EXERCISE DATA:
==================================================

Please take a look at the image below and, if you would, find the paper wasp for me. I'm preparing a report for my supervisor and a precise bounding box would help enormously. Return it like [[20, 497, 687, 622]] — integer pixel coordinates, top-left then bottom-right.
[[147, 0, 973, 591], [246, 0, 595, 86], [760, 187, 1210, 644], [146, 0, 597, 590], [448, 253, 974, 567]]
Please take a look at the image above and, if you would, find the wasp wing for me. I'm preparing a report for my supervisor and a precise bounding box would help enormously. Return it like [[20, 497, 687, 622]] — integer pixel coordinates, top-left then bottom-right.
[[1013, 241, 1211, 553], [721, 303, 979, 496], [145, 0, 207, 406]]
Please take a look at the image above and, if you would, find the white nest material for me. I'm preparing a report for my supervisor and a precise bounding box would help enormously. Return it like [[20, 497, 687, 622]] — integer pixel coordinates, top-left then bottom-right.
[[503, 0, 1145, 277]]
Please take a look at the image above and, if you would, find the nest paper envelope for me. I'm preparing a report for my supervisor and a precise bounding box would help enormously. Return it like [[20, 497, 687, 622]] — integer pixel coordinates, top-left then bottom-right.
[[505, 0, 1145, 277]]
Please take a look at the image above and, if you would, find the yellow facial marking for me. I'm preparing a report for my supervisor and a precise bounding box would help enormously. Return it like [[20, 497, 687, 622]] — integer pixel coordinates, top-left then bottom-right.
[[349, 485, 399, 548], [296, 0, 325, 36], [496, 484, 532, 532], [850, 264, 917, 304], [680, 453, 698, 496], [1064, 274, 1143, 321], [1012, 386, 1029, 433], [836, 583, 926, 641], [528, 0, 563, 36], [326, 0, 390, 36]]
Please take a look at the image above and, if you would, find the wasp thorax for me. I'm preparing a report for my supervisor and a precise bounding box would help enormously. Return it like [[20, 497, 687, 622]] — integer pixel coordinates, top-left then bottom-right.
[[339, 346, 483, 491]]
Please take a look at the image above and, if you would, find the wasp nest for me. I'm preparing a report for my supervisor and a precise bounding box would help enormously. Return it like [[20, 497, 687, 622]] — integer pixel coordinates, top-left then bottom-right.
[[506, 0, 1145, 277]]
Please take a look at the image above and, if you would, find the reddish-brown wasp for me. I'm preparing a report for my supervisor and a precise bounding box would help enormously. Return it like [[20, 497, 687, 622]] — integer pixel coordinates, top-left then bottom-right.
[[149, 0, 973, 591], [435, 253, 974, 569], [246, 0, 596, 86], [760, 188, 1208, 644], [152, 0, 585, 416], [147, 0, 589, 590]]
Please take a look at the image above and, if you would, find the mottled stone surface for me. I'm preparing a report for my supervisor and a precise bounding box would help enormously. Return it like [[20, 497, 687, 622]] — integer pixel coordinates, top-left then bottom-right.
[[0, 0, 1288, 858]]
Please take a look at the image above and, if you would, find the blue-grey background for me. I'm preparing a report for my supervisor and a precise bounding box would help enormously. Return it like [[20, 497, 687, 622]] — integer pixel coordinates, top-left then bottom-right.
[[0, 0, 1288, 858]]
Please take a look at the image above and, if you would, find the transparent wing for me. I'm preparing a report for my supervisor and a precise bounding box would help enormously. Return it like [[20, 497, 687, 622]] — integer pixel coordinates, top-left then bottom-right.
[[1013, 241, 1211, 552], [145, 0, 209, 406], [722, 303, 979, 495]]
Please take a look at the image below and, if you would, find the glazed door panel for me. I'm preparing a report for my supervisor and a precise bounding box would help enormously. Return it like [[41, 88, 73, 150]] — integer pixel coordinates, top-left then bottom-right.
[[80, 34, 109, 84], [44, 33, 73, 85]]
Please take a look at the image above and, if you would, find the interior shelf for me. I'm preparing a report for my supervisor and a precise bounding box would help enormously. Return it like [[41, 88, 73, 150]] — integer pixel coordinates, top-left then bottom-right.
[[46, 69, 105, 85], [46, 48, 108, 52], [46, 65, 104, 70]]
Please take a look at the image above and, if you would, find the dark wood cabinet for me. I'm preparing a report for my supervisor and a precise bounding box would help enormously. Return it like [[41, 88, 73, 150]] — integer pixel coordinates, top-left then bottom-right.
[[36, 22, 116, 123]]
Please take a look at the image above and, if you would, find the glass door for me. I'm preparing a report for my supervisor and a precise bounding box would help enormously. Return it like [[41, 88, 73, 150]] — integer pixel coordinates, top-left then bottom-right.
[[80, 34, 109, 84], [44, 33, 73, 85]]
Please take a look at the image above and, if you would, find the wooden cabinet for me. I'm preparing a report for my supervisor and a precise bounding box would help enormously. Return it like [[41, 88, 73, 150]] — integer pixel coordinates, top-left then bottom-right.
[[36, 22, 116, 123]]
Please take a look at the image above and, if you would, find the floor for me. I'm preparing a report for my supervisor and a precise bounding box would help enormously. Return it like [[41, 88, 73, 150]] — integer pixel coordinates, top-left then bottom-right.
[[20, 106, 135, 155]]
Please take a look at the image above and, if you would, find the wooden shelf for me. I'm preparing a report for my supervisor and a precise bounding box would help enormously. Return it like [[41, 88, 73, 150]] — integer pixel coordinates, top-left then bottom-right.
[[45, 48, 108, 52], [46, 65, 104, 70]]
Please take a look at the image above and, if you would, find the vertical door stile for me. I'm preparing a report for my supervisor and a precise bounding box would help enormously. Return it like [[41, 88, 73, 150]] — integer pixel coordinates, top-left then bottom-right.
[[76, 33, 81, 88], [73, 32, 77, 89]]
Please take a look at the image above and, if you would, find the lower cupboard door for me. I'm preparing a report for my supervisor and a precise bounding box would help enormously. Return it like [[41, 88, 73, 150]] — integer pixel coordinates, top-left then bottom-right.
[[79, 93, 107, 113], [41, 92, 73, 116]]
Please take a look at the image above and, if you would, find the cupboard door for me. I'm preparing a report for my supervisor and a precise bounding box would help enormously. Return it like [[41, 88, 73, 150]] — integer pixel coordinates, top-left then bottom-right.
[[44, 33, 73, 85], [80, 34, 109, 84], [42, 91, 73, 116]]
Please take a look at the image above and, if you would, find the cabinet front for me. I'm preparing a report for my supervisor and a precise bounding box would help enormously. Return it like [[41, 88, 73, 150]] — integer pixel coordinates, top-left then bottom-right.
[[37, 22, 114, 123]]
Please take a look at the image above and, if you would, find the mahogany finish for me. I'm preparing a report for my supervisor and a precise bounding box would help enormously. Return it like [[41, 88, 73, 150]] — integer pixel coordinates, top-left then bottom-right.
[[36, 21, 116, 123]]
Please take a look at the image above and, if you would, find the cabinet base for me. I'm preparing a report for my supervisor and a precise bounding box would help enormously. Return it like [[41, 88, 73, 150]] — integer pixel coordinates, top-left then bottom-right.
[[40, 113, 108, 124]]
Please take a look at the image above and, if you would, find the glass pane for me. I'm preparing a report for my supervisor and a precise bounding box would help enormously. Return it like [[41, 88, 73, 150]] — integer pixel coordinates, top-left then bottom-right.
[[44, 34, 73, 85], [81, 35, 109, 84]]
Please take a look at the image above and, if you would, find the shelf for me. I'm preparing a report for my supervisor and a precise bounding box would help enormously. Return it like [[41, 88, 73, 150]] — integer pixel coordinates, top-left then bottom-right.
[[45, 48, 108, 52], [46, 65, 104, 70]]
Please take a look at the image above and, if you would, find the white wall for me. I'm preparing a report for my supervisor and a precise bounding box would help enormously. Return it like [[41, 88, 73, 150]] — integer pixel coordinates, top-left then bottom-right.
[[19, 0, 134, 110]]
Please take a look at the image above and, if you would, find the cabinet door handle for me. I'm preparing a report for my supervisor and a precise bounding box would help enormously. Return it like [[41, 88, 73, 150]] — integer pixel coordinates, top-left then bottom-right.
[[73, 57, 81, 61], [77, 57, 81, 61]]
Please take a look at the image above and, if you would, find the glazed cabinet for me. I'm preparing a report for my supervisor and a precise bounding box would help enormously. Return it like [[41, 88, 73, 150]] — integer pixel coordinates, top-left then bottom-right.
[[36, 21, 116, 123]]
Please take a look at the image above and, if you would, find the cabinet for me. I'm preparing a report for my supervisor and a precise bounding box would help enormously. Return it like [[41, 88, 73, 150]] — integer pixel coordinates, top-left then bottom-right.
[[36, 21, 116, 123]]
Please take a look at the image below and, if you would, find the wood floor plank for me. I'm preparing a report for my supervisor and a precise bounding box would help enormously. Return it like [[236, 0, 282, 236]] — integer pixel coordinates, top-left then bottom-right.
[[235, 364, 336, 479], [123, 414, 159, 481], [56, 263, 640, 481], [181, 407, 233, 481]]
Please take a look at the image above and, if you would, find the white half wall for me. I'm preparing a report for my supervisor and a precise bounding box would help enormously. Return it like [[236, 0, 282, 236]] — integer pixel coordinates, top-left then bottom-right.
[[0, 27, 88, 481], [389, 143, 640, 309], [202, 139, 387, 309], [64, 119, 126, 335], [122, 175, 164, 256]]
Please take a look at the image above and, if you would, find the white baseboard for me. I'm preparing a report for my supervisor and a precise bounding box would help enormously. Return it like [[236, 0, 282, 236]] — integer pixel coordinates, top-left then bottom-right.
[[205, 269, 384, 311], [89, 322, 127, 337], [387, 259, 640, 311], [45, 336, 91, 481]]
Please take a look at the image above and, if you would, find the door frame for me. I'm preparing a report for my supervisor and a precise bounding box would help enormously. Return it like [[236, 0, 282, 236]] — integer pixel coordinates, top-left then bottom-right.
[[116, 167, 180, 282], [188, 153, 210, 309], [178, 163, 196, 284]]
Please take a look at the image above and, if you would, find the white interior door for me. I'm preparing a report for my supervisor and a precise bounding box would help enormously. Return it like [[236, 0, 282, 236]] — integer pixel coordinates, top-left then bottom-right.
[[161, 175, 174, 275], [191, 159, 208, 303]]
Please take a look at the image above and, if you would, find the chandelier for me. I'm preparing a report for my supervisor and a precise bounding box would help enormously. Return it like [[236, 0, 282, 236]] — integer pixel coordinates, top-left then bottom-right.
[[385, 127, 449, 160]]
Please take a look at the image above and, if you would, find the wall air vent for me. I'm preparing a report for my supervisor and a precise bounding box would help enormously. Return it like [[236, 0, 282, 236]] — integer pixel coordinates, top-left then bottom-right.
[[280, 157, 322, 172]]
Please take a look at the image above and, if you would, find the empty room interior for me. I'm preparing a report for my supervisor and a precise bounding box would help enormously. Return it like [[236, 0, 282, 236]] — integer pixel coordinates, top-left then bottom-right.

==================================================

Reproduce word for word the part of the records that opens with the line containing "find the chandelier" and closes with the final line of the records, both included.

Please take a look at the image above and, if you would, find the chandelier for me. I'm preparing a report for my supervisor and a precise bounding box would help enormously. Return it like [[236, 0, 282, 236]] — integer pixel coordinates, top-left then bottom-right.
[[385, 127, 449, 160]]
Please take a look at the image above and, if you would, find the wall air vent for me. I'm preparing a report for my supervisor and a precise bounding box would help enormously. Return it like [[236, 0, 282, 236]] — integer pixel coordinates, top-left then bottom-right.
[[280, 157, 322, 172]]
Please take a look at the image above and, if you would, find the empty room interior for me. I'm preparing a report for my supervisor and a precise bounding box would help enormously. Return it like [[236, 0, 282, 236]] — integer pixel coordinates, top-left then bottom-right.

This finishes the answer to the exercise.